**DOCUMENT EXCERPT**
- Opening Delimiter -

BRD4 is a member of the bromodomain and extraterminal domain (BET) family and a key transcriptional regulator for many oncogenes, including MYC [8]. Next, we tested if BET members were involved in the regulation of YAP1 expression. HCC cells treated with the BET family inhibitor JQ1 had reduced expression of YAP1 but not MYC, a de facto target of BET proteins (Figure 1D, Supplementary Fig. S13A) [8], suggesting that the oncogenic activity of the BET family is mediated by the regulation of YAP1 in HCC cells. Furthermore, JQ1 significantly reduced the viability and migration of HCC cells (Figure 1E, Supplementary Fig. S13B, C), suggesting that JQ1 can inhibit the growth and invasion of HCC cells by suppressing YAP1.

Since JQ1 could inhibit most BET family members, we silenced the expression of BET members to identify the key members regulating YAP1. Surprisingly, complete YAP1 suppression required the depletion of all BET members (Figure 1F), suggesting that all BET members are active and functional in HCC cells. Most HCC cells consistently expressed all BET members (Supplementary Fig. S13D). In agreement with this, BET family member gene expression was highly correlated with YAP1 expression in human HCC tumors (Supplementary Fig. S13E), which supports the notion that BET genes regulate YAP1 in HCC.

Previous studies identified HCC subtypes with stem cell features [9, 10] but provided only general descriptions of those features while also listing potential therapeutic targets without providing functional validation or guidance for treatment. In the current study, we found that HCCs with stem cell features were not clinically or genomically homogeneous. They differed not only in their degree of stemness but also in their clinical outcomes and underlying biology. Importantly, the HS1 subtype, which has a poor prognosis, appears to be sensitive to BET inhibitors. The newly identified serum markers associated with these subtypes may provide opportunities to develop marker-based clinical trials. Furthermore, the potential marker genes we identified are well-preserved in PDX models, which shows promise for the development of accurate disease models for preclinical study.

DECLARATIONS

AUTHORS' CONTRIBUTIONS

S.H.L., Y.S.J., and J.S.L. conceived the study, performed the literature search and bioinformatics analysis, and prepared the figures. S.L., B.H.S., H.K.H., G.H.C., C.M.K., J.S.C., W.J.L., J.H.C., A.K., L.W., S.Y.Y., Y.S.C., and H.J.J., helped with data collection, analysis, and interpretation. S.H.L., Y.S.J., and J.L. wrote and revised the manuscript. S.H.L and Y.S.J. contributed equally to this work. All authors read and approved the final manuscript.

- Closing Delimiter -

**ACTIVITY LIST**
a: Answer these questions about the excerpt on BET proteins and YAP1 in HCC:
(i) Which BET family inhibitor reduced YAP1 expression in HCC cells?
(ii) What did complete YAP1 suppression require?
(iii) Which HCC subtype has a poor prognosis and appears sensitive to BET inhibitors?
b: Extend the excerpt on BET proteins and YAP1 in HCC, picking up after its last sentence.

[Items from a dataset]

- Opening Delimiter -

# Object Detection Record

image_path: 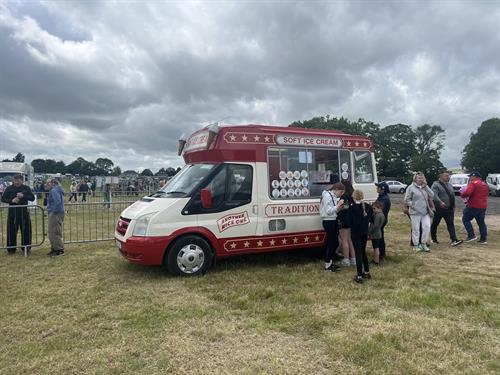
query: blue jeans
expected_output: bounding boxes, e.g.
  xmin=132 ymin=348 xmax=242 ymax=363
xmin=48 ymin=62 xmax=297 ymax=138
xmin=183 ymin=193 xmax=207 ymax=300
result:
xmin=462 ymin=207 xmax=488 ymax=241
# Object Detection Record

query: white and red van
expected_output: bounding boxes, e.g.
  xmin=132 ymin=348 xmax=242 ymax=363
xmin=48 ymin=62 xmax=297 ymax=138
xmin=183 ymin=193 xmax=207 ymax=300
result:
xmin=115 ymin=125 xmax=377 ymax=275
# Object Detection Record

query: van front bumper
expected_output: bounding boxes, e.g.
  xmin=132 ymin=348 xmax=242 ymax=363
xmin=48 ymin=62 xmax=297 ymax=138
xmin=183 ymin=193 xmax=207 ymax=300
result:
xmin=116 ymin=236 xmax=171 ymax=266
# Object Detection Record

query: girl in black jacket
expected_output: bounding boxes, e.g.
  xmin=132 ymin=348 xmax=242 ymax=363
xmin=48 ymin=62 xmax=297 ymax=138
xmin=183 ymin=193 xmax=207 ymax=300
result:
xmin=351 ymin=190 xmax=371 ymax=283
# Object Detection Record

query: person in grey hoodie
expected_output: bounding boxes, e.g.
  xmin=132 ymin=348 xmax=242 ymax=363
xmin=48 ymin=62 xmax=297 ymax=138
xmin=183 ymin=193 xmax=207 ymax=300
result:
xmin=431 ymin=171 xmax=463 ymax=246
xmin=47 ymin=179 xmax=64 ymax=257
xmin=404 ymin=172 xmax=435 ymax=252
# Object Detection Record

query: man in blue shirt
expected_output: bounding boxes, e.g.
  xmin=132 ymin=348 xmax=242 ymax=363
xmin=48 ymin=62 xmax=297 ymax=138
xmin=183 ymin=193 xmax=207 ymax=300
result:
xmin=47 ymin=179 xmax=64 ymax=257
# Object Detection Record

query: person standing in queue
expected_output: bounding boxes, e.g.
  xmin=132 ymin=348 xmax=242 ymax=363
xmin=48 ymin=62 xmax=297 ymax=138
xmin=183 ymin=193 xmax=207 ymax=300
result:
xmin=337 ymin=179 xmax=356 ymax=267
xmin=460 ymin=172 xmax=489 ymax=245
xmin=404 ymin=172 xmax=435 ymax=252
xmin=375 ymin=181 xmax=391 ymax=261
xmin=319 ymin=182 xmax=344 ymax=272
xmin=431 ymin=171 xmax=463 ymax=246
xmin=350 ymin=190 xmax=372 ymax=284
xmin=78 ymin=180 xmax=89 ymax=203
xmin=47 ymin=179 xmax=64 ymax=257
xmin=2 ymin=174 xmax=35 ymax=254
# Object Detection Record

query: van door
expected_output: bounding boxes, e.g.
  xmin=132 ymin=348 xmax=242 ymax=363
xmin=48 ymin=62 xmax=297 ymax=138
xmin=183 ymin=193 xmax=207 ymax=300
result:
xmin=190 ymin=164 xmax=258 ymax=252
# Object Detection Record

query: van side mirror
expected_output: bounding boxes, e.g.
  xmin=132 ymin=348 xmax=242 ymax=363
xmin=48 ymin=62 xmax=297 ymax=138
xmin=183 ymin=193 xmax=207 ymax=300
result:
xmin=200 ymin=189 xmax=212 ymax=208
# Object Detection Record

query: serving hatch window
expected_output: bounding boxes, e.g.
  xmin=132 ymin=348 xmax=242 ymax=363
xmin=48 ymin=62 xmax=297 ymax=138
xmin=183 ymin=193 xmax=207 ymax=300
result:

- Closing Delimiter -

**ANSWERS FOR EACH ITEM**
a:
(i) JQ1
(ii) The depletion of all BET members
(iii) The HS1 subtype

b:
ETHICAL APPROVAL AND CONSENT TO PARTICIPATE

Serum samples were obtained from HCC patients who provided informed consent under an IRB approved protocol at Mayo Clinic, Rochester, Minnesota, USA.

CONSENT FOR PUBLICATION

Not applicable

AVAILABILITY OF DATA AND MATERIALS

TCGA Data Portal: https://portal.gdc.cancer.gov/; Santa Cruz, Genomics Institute: https://xenabrowser.net; GEO Datasets for gene expression data sets GSE96981, GSE1898, GSE14520, GSE54236, GSE36376, GSE16757, and GSE43619: https://www.ncbi.nlm.nih.gov/gds/; All other data are available in supplemental information and original articles published earlier as described in the supplementary information.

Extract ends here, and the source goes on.